MAKALAH CARA MEMAHAMI GAYA BAHASA AL-QUR'AN
BAB I
PENDAHULUAN
A. Latar Belakang
Al-Quran merupakan bukti
kebenaran nabi Muhammad saw sekaligus petunjuk untuk umat manusia kapan dan
dimana pun, memiliki berbagai macam keistimewaan. Keistimewaan tersebut antara
lain susunan bahasanya yang unik dan memesonakan, sifat agung yang tidak ada
seseorangpun mendatangkan yang serupa, dan bentuk undang-undangnya yang
prehensif melebihi undang-undang yang di buat oleh manusia, dan membuat
peraturan yang tidak pertentangan dengan pengetahuan umum yang di pastikan
kebenarannya, dan memenuhi segala sesuatu kebutuhan manusia, dan mengandung
makna –makna yang dapat dipahami oleh siapapun yang memahami bahasanya walaupun
tingkat pemahamannya yang berbeda-beda.
Oleh karena itu Al-Quran adalah suatu mushaf yang sangat istimewa dan yang
sangat sempurna dan tidak ada keraguan di dalam Al-Quran ini baik tentang hukum
dan baik tentang di kehidupan sehari-hari.

### Petunjuk Latihan
1 – Jawablah pertanyaan berikut berdasarkan kutipan teks.
(a) Al-Quran merupakan bukti kebenaran siapa?
(b) Bagaimana susunan bahasa Al-Quran digambarkan?
(c) Al-Quran disebut sebagai mushaf yang bagaimana?
2 – Ringkaslah dalam bentuk daftar paragraf kutipan teks yang diawali dengan "Al-Quran merupakan bukti" dengan tetap mempertahankan fakta-fakta utamanya.
3 – Tuliskan kembali bagian kutipan teks mulai dari "MAKALAH CARA MEMAHAMI" sampai dengan "pemahamannya yang berbeda-beda.", lalu tukar kata "manusia" dengan "insan".

### Data Tersimpan

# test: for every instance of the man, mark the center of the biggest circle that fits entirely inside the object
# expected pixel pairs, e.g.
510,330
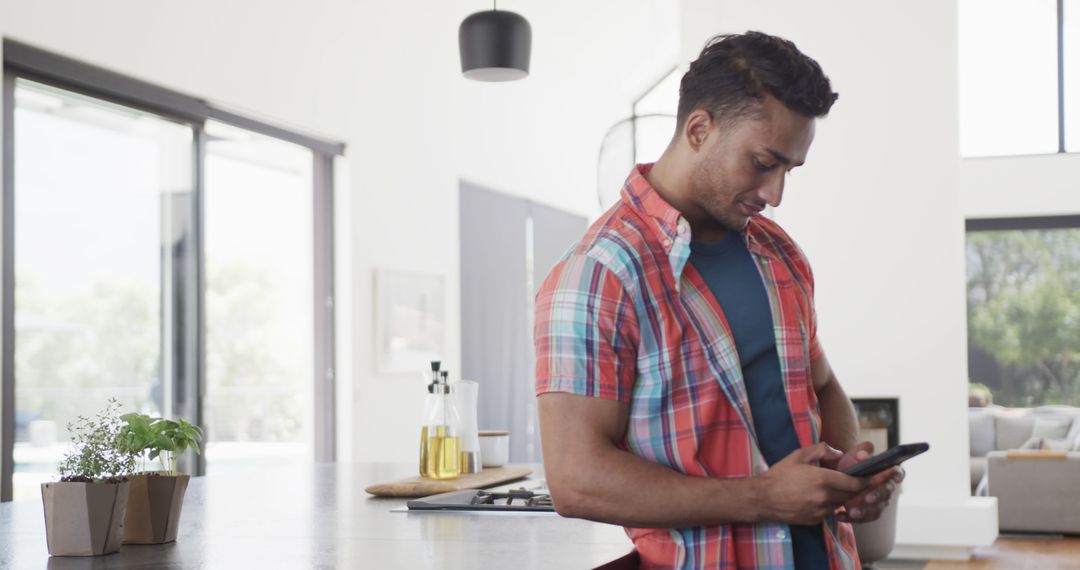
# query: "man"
683,392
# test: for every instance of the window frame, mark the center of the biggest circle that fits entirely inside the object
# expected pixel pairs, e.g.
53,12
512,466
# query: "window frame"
25,62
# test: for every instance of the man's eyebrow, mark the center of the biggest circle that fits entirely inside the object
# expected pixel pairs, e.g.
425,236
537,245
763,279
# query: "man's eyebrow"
780,157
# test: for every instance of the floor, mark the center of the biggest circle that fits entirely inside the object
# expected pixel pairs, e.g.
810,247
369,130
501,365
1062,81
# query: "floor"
1009,553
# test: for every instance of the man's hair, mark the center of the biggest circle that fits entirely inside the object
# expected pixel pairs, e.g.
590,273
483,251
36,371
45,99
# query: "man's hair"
736,71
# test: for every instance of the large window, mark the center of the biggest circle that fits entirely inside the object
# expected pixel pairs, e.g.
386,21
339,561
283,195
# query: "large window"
165,253
1024,310
259,343
95,185
1020,77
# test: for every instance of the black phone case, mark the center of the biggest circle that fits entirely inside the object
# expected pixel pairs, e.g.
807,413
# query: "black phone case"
887,459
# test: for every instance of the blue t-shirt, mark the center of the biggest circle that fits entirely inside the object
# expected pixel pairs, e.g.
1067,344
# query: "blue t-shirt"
731,274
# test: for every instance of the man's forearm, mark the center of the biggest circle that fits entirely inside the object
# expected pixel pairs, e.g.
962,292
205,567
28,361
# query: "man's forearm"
839,428
624,489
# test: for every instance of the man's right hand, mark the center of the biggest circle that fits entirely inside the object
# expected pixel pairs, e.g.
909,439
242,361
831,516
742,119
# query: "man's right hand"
797,491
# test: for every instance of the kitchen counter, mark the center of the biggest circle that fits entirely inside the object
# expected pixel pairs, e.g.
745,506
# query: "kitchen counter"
320,517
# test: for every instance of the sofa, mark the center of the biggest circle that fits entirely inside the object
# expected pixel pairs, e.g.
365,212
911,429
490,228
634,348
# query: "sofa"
1029,459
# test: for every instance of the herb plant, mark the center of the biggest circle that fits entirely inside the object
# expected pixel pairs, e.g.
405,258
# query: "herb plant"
151,438
98,455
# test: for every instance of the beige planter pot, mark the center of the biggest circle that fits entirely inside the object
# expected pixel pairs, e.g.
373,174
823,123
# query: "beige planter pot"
153,507
84,518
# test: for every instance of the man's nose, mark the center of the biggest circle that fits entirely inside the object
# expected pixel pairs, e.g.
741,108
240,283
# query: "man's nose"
772,191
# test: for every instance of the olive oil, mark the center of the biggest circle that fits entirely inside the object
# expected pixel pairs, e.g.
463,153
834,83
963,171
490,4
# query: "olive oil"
423,451
444,456
440,436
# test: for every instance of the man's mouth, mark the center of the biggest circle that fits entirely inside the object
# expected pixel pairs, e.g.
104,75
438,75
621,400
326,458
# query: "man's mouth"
748,209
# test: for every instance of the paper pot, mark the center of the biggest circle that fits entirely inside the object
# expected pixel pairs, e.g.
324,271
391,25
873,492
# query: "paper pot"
84,518
153,509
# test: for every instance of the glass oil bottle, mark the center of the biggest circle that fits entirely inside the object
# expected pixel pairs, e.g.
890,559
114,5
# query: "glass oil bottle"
440,436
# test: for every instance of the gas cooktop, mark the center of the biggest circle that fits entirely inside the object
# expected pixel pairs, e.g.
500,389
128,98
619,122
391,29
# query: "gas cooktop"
478,500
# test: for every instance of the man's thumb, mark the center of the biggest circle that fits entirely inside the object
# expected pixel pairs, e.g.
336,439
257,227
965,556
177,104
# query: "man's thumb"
818,452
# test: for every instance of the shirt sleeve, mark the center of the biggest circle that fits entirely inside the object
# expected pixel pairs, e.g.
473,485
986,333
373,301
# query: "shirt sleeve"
810,308
585,331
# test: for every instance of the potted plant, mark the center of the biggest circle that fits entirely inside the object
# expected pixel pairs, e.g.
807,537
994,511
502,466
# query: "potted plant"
84,512
156,497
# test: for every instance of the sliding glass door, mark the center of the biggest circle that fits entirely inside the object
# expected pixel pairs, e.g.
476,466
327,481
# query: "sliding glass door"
99,195
166,253
259,327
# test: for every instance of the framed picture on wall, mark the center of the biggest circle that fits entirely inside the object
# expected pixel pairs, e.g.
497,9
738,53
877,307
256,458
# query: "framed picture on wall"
878,421
409,321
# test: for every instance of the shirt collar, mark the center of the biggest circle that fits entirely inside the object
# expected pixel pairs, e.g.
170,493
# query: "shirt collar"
669,226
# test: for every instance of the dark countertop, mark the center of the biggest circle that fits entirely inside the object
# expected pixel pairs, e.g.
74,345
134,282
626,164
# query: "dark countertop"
321,517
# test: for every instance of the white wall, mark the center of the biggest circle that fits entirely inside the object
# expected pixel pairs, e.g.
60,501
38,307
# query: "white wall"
1021,186
877,208
385,78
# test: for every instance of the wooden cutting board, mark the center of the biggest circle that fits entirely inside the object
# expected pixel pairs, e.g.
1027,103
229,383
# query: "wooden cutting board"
424,487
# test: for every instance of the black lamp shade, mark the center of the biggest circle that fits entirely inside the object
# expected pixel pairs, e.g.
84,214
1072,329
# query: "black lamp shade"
495,45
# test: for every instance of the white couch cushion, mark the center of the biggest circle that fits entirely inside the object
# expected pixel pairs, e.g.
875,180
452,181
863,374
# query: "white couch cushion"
1012,429
1051,428
981,429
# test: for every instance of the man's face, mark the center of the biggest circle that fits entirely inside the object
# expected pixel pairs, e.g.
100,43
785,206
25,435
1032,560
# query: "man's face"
741,167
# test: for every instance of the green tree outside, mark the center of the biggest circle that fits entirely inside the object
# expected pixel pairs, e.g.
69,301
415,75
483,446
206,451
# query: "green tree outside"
1024,315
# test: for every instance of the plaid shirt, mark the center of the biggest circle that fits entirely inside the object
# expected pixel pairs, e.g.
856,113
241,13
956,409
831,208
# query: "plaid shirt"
623,316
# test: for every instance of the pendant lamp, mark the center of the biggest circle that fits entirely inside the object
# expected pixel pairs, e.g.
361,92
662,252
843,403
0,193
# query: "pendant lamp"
495,45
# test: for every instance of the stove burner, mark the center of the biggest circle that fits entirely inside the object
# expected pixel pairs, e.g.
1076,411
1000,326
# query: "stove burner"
530,498
473,500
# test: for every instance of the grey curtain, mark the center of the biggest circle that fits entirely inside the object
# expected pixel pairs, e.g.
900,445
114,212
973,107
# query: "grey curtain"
508,246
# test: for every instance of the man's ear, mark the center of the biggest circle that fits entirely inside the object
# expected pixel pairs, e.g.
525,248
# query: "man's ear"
697,129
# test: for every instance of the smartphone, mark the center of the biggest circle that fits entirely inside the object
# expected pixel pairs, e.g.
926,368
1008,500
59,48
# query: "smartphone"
885,460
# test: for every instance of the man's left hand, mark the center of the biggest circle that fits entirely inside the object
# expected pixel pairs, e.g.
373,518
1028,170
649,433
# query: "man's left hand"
867,505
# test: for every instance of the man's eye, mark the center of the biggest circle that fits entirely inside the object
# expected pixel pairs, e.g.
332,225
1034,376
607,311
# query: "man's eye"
764,167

### Jawaban per Tugas
1 –
(a) Nabi Muhammad saw.
(b) Unik dan memesonakan.
(c) Mushaf yang sangat istimewa dan sangat sempurna.

2 –
Al-Quran:
- merupakan bukti kebenaran nabi Muhammad saw;
- menjadi petunjuk bagi umat manusia kapan dan di mana pun;
- memiliki berbagai keistimewaan, antara lain:
  - susunan bahasa yang unik dan memesonakan;
  - sifat agung yang tidak dapat ditandingi oleh siapa pun;
  - undang-undang yang melebihi undang-undang buatan manusia;
  - peraturan yang tidak bertentangan dengan pengetahuan umum yang sudah dipastikan kebenarannya;
  - kemampuan memenuhi segala kebutuhan manusia;
  - makna yang dapat dipahami oleh siapa pun yang memahami bahasanya, meskipun tingkat pemahamannya berbeda-beda.

3 –
MAKALAH CARA MEMAHAMI GAYA BAHASA AL-QUR'AN
BAB I
PENDAHULUAN
A. Latar Belakang
Al-Quran merupakan bukti
kebenaran nabi Muhammad saw sekaligus petunjuk untuk umat insan kapan dan
dimana pun, memiliki berbagai macam keistimewaan. Keistimewaan tersebut antara
lain susunan bahasanya yang unik dan memesonakan, sifat agung yang tidak ada
seseorangpun mendatangkan yang serupa, dan bentuk undang-undangnya yang
prehensif melebihi undang-undang yang di buat oleh insan, dan membuat
peraturan yang tidak pertentangan dengan pengetahuan umum yang di pastikan
kebenarannya, dan memenuhi segala sesuatu kebutuhan insan, dan mengandung
makna –makna yang dapat dipahami oleh siapapun yang memahami bahasanya walaupun
tingkat pemahamannya yang berbeda-beda.